*** EXERCISE INPUTS ***

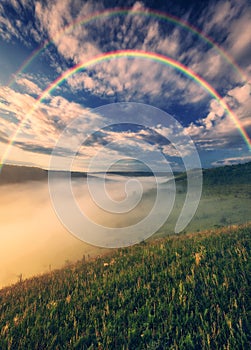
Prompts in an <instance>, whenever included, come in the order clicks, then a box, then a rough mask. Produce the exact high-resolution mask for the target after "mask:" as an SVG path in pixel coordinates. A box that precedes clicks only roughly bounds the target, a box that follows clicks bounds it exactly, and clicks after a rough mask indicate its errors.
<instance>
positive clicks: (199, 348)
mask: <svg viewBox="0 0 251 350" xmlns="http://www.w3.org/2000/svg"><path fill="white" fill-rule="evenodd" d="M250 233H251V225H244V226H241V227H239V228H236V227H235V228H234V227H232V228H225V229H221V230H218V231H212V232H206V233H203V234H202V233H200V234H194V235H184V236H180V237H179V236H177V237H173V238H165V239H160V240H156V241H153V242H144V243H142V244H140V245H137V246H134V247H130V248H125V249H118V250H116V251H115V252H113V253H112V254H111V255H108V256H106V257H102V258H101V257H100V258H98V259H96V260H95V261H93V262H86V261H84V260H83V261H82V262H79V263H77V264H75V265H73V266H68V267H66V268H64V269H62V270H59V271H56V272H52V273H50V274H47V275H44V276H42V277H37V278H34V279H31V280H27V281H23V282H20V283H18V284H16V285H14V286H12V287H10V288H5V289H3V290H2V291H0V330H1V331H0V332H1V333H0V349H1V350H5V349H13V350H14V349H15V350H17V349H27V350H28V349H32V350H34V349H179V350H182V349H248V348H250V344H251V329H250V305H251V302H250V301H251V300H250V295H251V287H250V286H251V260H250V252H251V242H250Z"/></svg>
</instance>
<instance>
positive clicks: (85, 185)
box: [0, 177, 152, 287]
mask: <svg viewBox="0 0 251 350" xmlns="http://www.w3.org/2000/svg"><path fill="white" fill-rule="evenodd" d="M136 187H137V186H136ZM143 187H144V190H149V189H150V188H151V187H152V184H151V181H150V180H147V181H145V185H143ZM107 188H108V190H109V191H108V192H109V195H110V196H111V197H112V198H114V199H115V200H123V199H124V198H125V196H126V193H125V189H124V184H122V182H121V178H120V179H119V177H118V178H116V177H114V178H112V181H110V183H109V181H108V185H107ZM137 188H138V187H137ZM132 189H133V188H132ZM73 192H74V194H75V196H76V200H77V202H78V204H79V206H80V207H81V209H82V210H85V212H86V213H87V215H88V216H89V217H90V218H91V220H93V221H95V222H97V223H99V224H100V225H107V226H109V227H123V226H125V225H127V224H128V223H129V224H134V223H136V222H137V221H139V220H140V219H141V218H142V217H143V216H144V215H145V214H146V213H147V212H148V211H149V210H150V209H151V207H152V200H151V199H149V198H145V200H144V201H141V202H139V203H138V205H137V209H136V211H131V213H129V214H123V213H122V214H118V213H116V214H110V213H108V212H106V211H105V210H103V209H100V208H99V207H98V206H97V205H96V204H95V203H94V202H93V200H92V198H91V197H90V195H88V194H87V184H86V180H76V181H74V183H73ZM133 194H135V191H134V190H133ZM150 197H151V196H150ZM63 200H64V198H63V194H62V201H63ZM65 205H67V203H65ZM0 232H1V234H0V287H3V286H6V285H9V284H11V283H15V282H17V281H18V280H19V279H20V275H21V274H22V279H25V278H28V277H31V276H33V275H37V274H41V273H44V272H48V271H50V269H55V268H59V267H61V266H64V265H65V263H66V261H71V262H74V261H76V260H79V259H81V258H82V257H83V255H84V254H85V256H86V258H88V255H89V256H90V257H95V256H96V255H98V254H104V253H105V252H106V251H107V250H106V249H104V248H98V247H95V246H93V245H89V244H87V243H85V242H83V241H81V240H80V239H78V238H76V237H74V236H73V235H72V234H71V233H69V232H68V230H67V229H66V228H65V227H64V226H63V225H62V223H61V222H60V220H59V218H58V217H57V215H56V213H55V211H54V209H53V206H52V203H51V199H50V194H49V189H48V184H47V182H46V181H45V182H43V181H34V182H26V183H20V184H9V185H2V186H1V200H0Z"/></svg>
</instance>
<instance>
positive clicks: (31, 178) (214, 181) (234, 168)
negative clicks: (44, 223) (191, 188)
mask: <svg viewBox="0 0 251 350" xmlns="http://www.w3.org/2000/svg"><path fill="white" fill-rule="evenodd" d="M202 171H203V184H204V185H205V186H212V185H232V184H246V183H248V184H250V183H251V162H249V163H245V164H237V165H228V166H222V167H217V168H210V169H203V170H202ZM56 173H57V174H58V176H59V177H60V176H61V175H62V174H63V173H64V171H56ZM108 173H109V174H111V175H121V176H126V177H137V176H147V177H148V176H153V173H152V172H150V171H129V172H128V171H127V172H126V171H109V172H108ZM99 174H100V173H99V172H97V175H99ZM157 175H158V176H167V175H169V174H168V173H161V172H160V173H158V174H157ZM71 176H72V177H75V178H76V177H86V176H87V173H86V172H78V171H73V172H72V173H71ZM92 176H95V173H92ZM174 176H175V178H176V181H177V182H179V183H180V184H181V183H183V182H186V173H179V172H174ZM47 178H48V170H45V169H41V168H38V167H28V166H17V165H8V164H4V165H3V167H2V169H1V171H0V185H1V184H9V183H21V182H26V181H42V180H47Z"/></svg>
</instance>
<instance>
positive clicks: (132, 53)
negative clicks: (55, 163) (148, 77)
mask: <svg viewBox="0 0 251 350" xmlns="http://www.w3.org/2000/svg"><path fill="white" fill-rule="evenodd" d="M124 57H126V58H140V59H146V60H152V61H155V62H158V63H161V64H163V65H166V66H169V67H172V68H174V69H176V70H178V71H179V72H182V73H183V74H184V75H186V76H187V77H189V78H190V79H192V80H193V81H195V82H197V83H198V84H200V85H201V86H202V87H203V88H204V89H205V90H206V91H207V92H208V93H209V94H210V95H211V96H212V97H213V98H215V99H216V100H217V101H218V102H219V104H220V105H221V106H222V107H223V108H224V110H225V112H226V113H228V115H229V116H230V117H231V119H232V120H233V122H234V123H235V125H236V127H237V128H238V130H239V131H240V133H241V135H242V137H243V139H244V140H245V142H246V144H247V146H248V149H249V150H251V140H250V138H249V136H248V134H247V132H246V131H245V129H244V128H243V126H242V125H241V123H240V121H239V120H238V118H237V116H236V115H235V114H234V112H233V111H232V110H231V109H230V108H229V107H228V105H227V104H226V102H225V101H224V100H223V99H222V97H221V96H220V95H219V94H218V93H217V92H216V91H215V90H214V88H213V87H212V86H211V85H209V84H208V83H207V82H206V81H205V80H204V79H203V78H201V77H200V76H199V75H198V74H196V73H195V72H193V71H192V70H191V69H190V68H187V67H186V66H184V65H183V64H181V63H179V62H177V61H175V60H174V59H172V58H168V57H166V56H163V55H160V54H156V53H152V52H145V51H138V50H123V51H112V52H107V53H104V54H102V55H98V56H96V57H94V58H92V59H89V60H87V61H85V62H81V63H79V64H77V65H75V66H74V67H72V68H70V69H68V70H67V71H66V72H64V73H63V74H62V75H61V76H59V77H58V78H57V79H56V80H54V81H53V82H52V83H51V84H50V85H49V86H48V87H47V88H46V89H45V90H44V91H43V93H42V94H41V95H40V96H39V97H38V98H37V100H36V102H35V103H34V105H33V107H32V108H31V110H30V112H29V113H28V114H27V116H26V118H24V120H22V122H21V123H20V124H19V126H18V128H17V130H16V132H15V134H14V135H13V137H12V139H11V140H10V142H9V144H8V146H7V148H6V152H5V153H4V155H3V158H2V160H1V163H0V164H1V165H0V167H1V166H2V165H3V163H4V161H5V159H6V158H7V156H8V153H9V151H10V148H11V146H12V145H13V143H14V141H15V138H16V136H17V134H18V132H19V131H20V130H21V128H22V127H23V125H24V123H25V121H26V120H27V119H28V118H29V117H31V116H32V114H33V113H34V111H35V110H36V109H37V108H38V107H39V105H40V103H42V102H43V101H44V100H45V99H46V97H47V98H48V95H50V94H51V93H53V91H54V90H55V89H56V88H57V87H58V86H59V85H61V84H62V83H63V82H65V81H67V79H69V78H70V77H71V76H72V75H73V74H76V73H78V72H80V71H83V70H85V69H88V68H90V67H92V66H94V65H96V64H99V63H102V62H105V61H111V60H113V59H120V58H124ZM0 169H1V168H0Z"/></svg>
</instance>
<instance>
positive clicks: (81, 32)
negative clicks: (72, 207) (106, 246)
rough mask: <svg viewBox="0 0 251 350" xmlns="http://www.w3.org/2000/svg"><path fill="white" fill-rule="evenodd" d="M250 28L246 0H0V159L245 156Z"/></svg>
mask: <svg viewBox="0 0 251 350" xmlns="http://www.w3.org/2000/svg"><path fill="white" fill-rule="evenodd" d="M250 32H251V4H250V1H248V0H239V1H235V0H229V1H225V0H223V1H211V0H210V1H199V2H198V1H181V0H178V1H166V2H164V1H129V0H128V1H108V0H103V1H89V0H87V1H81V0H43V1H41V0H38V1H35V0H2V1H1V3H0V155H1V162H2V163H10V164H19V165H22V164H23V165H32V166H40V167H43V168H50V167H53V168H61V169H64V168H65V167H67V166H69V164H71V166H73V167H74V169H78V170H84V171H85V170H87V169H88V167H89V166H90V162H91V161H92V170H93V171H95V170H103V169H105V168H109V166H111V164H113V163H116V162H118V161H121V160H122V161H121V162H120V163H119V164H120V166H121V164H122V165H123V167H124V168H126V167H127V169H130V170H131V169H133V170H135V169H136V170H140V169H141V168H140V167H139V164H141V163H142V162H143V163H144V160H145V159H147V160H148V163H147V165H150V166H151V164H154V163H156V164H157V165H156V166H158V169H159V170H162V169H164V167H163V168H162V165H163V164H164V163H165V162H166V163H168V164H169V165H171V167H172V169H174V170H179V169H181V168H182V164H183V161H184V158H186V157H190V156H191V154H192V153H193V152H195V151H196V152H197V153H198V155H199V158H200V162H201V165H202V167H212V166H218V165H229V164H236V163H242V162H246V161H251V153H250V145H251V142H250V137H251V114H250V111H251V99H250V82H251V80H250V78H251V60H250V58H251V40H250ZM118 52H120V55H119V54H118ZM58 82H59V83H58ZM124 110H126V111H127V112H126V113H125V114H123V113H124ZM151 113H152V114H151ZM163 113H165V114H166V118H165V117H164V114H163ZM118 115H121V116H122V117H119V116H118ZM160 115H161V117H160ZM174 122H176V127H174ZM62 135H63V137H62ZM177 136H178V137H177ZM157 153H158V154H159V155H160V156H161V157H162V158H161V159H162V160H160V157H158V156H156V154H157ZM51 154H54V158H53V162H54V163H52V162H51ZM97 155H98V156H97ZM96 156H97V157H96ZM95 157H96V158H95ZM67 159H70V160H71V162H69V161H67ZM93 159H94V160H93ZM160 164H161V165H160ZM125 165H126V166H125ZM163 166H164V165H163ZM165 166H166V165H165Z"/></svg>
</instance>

***

TASK INSTRUCTIONS: Search the entries for the word "negative", then list each line that holds it.

EXPECTED ANSWER:
negative clicks: (44, 223) (191, 188)
negative clicks: (55, 163) (148, 77)
negative clicks: (72, 207) (106, 246)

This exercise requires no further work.